**O QUE SE PEDE**
1. Segundo o excerto sobre as cheias em Valência, a que horas a AEMET elevou o nível de alerta para vermelho?
2. No excerto sobre as cheias em Valência, reescreva o trecho que começa em "Outros não tiveram" e segue até "ficarem em casa.", substituindo "árvore" por "varanda".

Outros não tiveram a mesma sorte. Carlos Martinez, outro residente de Paiporta, disse à televisão local que o alerta para inundações surgiu quando já estava preso numa árvore "a ver corpos a flutuar".

Dezenas de habitantes das comunidades inundadas disseram à Reuters que, quando receberam o alerta do governo regional, a água cheia de lama já rodeava carros, submergia ruas das suas cidades e entrava nas casas.

Após dias de avisos para a ocorrência de tempestades emitidos pelos serviços meteorológicos nacionais, alguns municípios e instituições locais tinham feito soar os alarmes muito mais cedo. A Universidade de Valência, por exemplo, tinha avisado os seus funcionários no dia anterior para não irem trabalhar. Várias câmaras municipais da região leste de Espanha suspenderam actividades, encerraram instalações públicas e pediram às pessoas para ficarem em casa.

Mas informações contraditórias e a confusão que estas geraram custaram vidas, disseram à Reuters dezenas de residentes locais e especialistas. Mais de 220 pessoas morreram e cerca de 80 estão ainda desaparecidas naquela que é a mais mortífera inundação num único país europeu desde 1967, quando as cheias em Portugal mataram cerca de 500 pessoas.

O serviço nacional de meteorologia AEMET tinha elevado o nível de alerta para alerta vermelho às 7h36 do dia 29 de Outubro, na sequência das chuvas intensas que estavam a cair nas áreas montanhosas a oeste da cidade de Valência desde o início da manhã. Nas 12 horas em que tardou a chegar a mensagem de alerta do governo regional, as águas que corriam pela ravina de Poyo, habitualmente seca (e o epicentro das inundações) tinham subido para mais do triplo do caudal do maior rio de Espanha, o Ebro.

À medida que as alterações climáticas exacerbam os padrões meteorológicos ao longo da costa mediterrânica espanhola, as inundações estão a tornar-se comuns e alguns incidentes anteriores foram mortais. Mas depois de pelo menos cinco décadas sem uma catástrofe de grandes proporções, muitas pessoas em Valência não estavam conscientes dos graves perigos das cheias repentinas e não sabiam como reagir.

Puchal, a jovem de 23 anos que se refugiou no hotel, disse que nunca tinha recebido muita informação sobre os riscos de inundações. "Na escola, falavam sobre incêndios", disse. Isto, juntamente com a má coordenação entre as autoridades regionais e nacionais e com a falta de investimento em infra-estruturas fluviais, fez com que as cheias repentinas se matassem tanta gente, disseram sete especialistas consultados pela Reuters.

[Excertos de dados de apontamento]
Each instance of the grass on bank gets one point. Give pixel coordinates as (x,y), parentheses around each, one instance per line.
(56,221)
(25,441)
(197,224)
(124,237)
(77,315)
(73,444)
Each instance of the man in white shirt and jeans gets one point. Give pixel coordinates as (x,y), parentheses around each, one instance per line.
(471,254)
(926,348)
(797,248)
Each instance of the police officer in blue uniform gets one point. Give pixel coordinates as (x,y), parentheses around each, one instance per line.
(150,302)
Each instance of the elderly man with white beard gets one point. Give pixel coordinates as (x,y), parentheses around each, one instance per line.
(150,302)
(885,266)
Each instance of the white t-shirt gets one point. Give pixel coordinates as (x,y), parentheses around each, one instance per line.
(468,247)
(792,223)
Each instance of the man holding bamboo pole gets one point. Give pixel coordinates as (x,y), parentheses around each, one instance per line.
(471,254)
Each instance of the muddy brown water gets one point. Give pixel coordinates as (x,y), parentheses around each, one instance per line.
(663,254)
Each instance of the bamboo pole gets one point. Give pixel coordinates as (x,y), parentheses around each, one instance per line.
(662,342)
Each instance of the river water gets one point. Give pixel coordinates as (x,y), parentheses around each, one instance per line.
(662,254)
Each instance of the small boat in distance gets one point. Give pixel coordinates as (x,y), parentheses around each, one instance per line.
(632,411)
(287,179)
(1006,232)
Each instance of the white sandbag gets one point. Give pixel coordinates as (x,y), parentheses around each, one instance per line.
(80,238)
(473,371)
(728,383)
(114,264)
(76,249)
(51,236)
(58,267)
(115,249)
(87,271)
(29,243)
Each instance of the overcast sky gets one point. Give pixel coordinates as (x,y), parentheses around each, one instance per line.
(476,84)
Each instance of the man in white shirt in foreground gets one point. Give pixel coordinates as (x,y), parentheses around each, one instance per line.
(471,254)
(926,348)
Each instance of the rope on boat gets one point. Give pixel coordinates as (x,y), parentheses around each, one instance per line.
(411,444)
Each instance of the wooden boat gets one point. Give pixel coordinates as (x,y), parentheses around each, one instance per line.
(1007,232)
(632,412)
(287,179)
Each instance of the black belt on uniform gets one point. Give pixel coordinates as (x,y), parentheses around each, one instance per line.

**RESPOSTAS POR TAREFA**
1. Às 7h36 do dia 29 de Outubro.

2.
Outros não tiveram a mesma sorte. Carlos Martinez, outro residente de Paiporta, disse à televisão local que o alerta para inundações surgiu quando já estava preso numa varanda "a ver corpos a flutuar".

Dezenas de habitantes das comunidades inundadas disseram à Reuters que, quando receberam o alerta do governo regional, a água cheia de lama já rodeava carros, submergia ruas das suas cidades e entrava nas casas.

Após dias de avisos para a ocorrência de tempestades emitidos pelos serviços meteorológicos nacionais, alguns municípios e instituições locais tinham feito soar os alarmes muito mais cedo. A Universidade de Valência, por exemplo, tinha avisado os seus funcionários no dia anterior para não irem trabalhar. Várias câmaras municipais da região leste de Espanha suspenderam actividades, encerraram instalações públicas e pediram às pessoas para ficarem em casa.